Required action:
Using the entries below, output each line exactly from the first through the one that contains "phrase -- pile of pomegranates".

Data provided:
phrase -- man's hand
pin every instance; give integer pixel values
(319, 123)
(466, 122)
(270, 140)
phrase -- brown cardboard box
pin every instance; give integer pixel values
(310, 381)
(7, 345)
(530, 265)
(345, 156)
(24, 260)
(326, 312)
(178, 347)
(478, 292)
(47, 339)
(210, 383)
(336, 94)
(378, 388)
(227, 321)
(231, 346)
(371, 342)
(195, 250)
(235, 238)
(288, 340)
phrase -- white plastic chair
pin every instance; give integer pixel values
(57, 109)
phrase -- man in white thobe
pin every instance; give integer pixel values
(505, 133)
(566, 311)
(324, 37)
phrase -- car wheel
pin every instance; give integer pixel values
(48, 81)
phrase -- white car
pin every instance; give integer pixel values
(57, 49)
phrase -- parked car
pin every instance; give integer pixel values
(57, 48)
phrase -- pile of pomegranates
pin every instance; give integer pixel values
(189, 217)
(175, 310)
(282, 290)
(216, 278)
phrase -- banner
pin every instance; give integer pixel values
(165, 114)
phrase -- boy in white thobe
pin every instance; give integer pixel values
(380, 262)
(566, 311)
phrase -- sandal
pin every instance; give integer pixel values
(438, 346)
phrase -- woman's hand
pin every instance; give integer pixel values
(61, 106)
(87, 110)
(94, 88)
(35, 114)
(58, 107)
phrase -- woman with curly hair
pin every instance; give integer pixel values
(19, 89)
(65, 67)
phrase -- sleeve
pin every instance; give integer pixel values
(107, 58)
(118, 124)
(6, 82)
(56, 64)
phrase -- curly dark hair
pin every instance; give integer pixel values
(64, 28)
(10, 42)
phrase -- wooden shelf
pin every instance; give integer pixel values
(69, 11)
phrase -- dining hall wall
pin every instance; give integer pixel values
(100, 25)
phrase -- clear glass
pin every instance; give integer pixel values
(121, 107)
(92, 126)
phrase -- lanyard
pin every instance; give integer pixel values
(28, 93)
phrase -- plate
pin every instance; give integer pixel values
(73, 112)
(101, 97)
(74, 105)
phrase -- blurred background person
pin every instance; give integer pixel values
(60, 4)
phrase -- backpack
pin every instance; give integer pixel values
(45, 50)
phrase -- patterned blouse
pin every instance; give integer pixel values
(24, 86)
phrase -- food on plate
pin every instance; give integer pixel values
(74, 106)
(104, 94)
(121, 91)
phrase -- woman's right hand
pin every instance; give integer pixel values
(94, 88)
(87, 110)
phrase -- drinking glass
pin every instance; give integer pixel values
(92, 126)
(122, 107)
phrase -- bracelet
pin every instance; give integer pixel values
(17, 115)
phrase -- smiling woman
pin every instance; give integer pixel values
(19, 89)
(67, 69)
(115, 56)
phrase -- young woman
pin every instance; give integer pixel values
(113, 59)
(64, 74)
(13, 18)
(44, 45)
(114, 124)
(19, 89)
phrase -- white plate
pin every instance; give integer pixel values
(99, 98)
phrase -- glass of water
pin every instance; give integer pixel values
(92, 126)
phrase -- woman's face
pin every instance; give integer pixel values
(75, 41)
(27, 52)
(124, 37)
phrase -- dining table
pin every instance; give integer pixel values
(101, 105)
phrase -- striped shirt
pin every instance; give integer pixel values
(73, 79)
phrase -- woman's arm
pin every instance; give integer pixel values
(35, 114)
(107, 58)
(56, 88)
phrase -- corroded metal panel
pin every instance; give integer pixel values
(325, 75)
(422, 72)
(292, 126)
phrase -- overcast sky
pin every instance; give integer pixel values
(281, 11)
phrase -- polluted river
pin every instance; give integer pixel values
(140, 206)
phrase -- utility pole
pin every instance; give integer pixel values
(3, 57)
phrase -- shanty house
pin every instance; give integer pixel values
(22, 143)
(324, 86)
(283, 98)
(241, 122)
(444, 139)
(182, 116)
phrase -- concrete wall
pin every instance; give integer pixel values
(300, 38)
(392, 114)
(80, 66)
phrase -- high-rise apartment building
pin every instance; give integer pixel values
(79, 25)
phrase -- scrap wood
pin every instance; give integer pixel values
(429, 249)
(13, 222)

Answer box:
phrase -- man's hand
pin every instance; give integer pixel values
(319, 123)
(466, 122)
(270, 140)
phrase -- brown cardboard box
pin every instance; give integer pixel values
(310, 381)
(7, 345)
(530, 265)
(345, 156)
(24, 260)
(326, 312)
(178, 347)
(478, 292)
(47, 339)
(210, 383)
(336, 94)
(378, 388)
(227, 321)
(231, 346)
(371, 342)
(195, 250)
(235, 238)
(288, 340)
phrase -- white plastic chair
pin every instance; give integer pixel values
(57, 109)
phrase -- man in white thobe
pin every instance; give integer pixel values
(505, 133)
(566, 311)
(324, 37)
phrase -- car wheel
pin every instance; give integer pixel values
(48, 81)
phrase -- white car
pin every instance; give integer pixel values
(57, 49)
phrase -- parked car
pin every instance; give integer pixel values
(57, 48)
phrase -- pile of pomegranates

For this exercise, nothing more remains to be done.